▶ _Excerpt_
━━━━━━━━━━━━━━━━━━━━

Source code for build_tools.pyphen_syllable_extractor.models

"""
Data models for syllable extraction results.

This module defines the data structures used to represent extraction results
and their associated metadata.
"""

from dataclasses import dataclass, field
from datetime import datetime
from pathlib import Path
from typing import Dict, List, Optional, Set



[docs]
@dataclass
class ExtractionResult:
    """
    Container for syllable extraction results and associated metadata.

    This dataclass stores both the extracted syllables and all relevant
    metadata about the extraction process for reporting and persistence.

━━━━━━━━━━━━━━━━━━━━

▶ _Recorded information_
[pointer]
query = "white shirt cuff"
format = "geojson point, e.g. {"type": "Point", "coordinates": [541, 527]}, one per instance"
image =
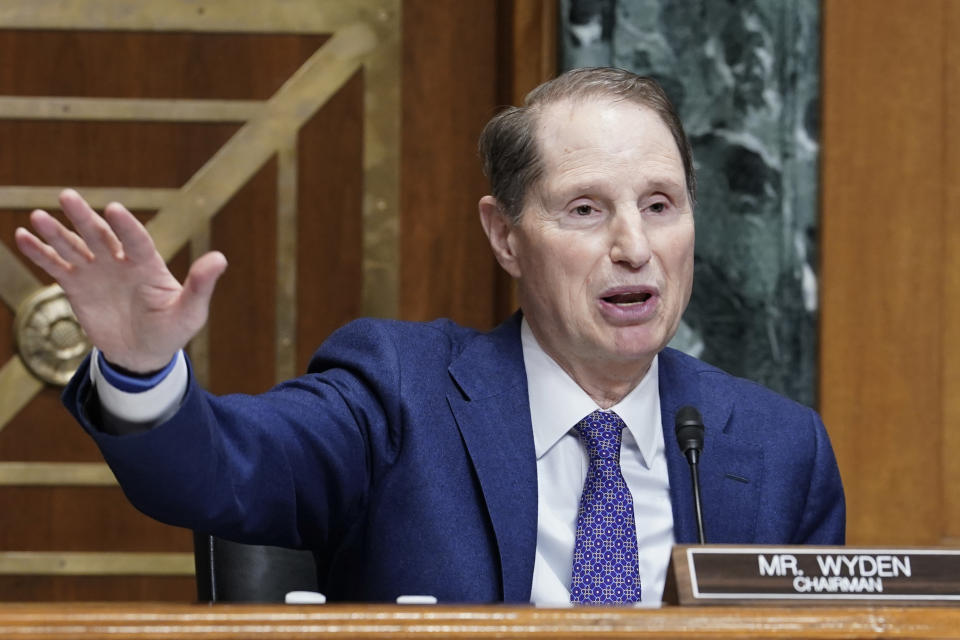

━━━━━━━━━━━━━━━━━━━━

▶ _Requirements_
a. Output everything from "from dataclasses import" down to "and associated metadata." in the syllable extraction models source.
b. According to the module docstring in the syllable extraction models source, what does the module define?
c. Decide whether each statement agrees with the syllable extraction models source, answering yes or no and quoting the deciding words: (i) The ExtractionResult class stores only the extracted syllables. (ii) The module imports datetime from the datetime package. (iii) The module imports Path from the os package.

▶ _Task responses_
a.
from dataclasses import dataclass, field
from datetime import datetime
from pathlib import Path
from typing import Dict, List, Optional, Set



[docs]
@dataclass
class ExtractionResult:
    """
    Container for syllable extraction results and associated metadata.

b. The data structures used to represent extraction results and their associated metadata.

c.
(i) No: "stores both the extracted syllables and all relevant metadata about the extraction process"
(ii) Yes: "from datetime import datetime"
(iii) No: "from pathlib import Path"